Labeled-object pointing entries

◆ ◆ ◆

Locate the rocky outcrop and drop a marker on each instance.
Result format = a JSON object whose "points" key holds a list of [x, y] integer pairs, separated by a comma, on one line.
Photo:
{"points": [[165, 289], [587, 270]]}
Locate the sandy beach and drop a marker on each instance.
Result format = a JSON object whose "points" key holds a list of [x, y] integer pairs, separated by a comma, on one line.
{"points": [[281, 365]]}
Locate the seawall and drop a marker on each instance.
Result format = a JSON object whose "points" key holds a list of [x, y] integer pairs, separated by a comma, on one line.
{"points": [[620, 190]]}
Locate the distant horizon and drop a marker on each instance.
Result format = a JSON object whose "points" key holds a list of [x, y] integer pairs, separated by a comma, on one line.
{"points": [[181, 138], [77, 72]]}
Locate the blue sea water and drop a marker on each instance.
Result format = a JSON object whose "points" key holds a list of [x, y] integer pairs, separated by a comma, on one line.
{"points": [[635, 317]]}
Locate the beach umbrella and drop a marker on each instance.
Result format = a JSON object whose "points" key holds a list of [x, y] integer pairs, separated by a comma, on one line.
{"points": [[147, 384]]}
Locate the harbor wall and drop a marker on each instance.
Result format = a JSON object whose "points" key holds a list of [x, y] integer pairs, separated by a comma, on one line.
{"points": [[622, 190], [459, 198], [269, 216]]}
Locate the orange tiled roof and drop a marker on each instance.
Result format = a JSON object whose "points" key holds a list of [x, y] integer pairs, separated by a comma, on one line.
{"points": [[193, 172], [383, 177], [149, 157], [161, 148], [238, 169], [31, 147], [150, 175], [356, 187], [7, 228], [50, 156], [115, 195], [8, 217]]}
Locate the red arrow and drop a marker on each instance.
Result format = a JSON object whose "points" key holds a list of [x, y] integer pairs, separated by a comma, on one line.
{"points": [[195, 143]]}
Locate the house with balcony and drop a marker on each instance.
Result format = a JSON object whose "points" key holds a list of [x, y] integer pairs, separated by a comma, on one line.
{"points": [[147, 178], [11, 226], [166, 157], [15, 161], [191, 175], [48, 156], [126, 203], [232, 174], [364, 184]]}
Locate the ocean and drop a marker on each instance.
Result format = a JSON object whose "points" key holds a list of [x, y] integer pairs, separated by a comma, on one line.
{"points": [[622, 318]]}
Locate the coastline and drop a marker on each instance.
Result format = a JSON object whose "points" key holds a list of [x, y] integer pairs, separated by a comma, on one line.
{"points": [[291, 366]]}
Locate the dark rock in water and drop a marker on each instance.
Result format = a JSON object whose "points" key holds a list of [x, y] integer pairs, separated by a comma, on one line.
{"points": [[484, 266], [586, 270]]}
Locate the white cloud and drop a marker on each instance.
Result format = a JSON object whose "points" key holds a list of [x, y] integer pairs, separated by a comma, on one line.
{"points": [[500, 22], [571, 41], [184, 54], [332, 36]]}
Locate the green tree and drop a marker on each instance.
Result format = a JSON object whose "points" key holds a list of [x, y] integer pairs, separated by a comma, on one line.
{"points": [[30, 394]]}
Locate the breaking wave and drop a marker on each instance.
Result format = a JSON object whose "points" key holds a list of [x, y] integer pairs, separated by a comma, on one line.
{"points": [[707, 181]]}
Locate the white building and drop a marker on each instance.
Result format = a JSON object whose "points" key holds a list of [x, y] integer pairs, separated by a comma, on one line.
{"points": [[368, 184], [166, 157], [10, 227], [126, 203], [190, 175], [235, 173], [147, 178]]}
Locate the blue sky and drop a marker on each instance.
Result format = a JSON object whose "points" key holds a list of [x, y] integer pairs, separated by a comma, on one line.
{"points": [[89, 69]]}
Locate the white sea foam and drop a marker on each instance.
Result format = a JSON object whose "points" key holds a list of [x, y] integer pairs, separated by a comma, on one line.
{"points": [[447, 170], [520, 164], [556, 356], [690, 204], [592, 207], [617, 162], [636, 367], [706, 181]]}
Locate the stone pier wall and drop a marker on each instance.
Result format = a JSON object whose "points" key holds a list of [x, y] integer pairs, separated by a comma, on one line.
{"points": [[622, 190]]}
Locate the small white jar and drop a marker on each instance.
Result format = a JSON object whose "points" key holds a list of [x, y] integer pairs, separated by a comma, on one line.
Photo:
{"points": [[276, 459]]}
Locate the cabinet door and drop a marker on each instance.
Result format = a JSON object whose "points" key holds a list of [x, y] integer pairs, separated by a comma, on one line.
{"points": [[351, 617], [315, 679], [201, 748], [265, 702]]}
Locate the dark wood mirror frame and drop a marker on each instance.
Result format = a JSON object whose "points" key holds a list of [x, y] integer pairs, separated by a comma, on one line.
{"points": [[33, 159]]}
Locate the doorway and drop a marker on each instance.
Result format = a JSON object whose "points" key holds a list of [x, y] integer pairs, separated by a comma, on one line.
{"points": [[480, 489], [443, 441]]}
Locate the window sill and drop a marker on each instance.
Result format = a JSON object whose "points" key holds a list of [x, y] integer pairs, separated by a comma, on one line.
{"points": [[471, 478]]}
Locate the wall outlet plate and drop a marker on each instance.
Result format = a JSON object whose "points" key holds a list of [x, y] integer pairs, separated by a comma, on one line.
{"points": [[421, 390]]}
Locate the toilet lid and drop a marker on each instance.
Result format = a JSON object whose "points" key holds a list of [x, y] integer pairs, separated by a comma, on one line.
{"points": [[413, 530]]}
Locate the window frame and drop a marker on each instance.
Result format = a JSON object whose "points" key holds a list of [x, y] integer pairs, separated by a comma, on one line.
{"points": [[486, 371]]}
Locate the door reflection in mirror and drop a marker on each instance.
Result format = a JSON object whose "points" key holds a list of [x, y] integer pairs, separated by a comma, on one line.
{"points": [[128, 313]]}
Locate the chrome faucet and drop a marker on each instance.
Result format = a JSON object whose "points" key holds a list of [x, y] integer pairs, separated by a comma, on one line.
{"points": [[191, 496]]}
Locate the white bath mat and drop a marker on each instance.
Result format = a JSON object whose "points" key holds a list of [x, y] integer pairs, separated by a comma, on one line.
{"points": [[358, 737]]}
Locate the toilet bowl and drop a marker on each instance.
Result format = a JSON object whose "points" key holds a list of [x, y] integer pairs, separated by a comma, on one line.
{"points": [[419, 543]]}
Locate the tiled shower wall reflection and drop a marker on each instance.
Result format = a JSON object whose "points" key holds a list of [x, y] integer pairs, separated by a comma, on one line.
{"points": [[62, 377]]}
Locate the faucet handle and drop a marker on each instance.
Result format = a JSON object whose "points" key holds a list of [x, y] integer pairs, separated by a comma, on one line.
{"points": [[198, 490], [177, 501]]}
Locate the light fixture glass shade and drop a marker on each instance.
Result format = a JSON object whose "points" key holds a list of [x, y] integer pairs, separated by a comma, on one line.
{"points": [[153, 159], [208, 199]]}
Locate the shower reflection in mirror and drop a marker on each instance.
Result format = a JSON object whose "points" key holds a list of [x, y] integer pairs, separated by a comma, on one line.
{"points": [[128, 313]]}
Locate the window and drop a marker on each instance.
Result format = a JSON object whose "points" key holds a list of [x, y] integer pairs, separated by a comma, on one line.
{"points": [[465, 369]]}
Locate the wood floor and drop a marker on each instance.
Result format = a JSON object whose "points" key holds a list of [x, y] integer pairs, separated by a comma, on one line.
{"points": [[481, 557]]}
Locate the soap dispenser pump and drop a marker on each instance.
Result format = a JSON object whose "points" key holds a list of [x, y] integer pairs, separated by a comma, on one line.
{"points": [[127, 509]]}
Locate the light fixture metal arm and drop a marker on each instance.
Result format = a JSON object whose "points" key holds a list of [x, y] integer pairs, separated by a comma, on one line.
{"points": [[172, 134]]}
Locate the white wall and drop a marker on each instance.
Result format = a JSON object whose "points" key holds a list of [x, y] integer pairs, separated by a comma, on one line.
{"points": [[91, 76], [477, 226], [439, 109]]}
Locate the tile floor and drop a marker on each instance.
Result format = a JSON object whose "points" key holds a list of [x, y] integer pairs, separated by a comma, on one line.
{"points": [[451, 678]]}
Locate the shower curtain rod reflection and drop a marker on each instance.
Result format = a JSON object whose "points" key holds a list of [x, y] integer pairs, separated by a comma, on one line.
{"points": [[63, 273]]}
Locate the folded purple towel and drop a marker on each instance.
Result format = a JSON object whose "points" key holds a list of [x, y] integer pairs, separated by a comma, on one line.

◆ ◆ ◆

What the exercise asks >> Return exactly the lines of the data, and only those, from the line with "Locate the window and" through the last line, inclusive.

Task solution >>
Locate the window and drop a marker on each instance.
Result format = a JSON object whose "points" key holds a list of [x, y] integer pairs, separated by a comma, on one line.
{"points": [[465, 369]]}
Locate the wood floor and drop a marker on each instance.
Result format = a JSON object whose "points" key holds a list of [x, y] integer pairs, separated by a comma, on one line.
{"points": [[481, 557]]}
Locate the soap dispenser pump and drop a marker on each instance.
Result format = a JSON object whose "points" key holds a list of [x, y] integer pairs, separated by a comma, on one line.
{"points": [[127, 509]]}
Locate the light fixture metal arm and drop a marker on each instance.
Result format = a JSON object whose "points" key holds a list of [x, y] integer pairs, separated by a comma, on one line.
{"points": [[172, 134]]}
Locate the white wall and drop a marker on each instance.
Result format = a JSON object whose "points" key holds a list of [x, y] integer pairs, separated by a comma, on one line.
{"points": [[91, 76], [477, 226], [439, 109]]}
Locate the tile floor and drop a marker on each instance.
Result format = a JSON object whose "points" key holds a list of [x, y] integer pairs, separated by a comma, on one line.
{"points": [[451, 678]]}
Locate the shower curtain rod reflection and drop a marker on each instance.
Result format = a JSON object whose "points" key holds a list of [x, y] integer pairs, separated by a comma, on one line.
{"points": [[63, 273]]}
Locate the folded purple towel and drop a marker on each instance.
Result format = a JSON object whose "points" key holds a list of [x, y] integer pairs, separated by a comma, on one line.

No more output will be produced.